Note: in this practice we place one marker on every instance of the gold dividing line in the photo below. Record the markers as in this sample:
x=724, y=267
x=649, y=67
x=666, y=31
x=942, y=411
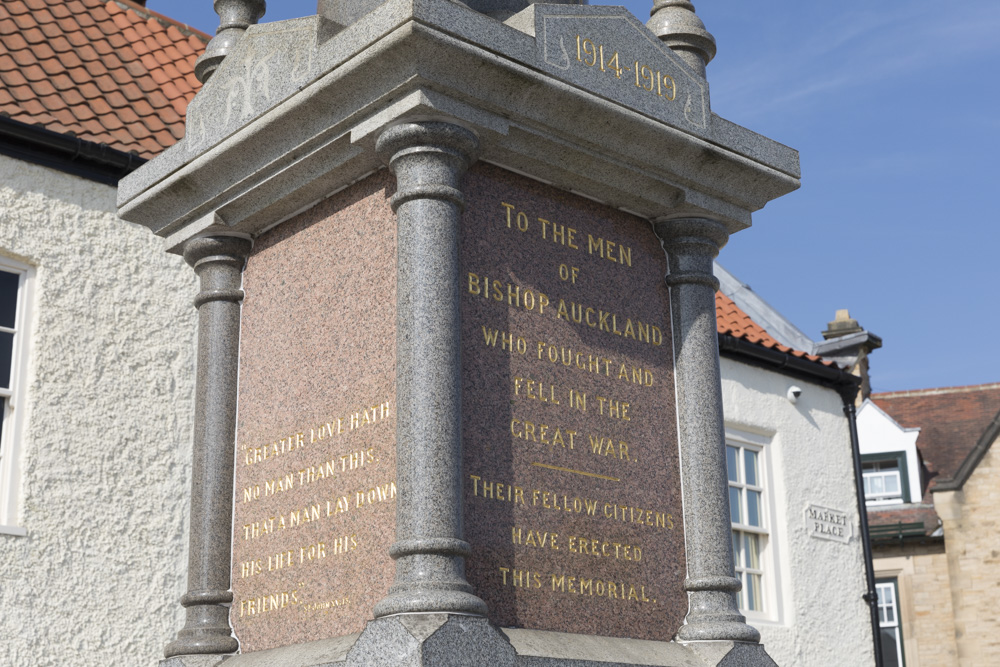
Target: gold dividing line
x=576, y=472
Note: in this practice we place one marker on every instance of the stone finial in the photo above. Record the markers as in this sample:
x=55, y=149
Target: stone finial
------------------------------
* [Instruction]: Repeat the whole listing with "gold dividing line" swapped for "golden trim line" and everything else unchanged. Leave the pictures out.

* [Expected answer]:
Note: in this practice we place one marker on every instance of the golden trim line in the photo below. Record the markers as in this sample:
x=724, y=267
x=649, y=67
x=666, y=31
x=942, y=411
Target: golden trim line
x=576, y=472
Note: in this practice we place one marker on every instance of the stone finial in the photo above. Record the markers as in this sample:
x=55, y=149
Target: stone finial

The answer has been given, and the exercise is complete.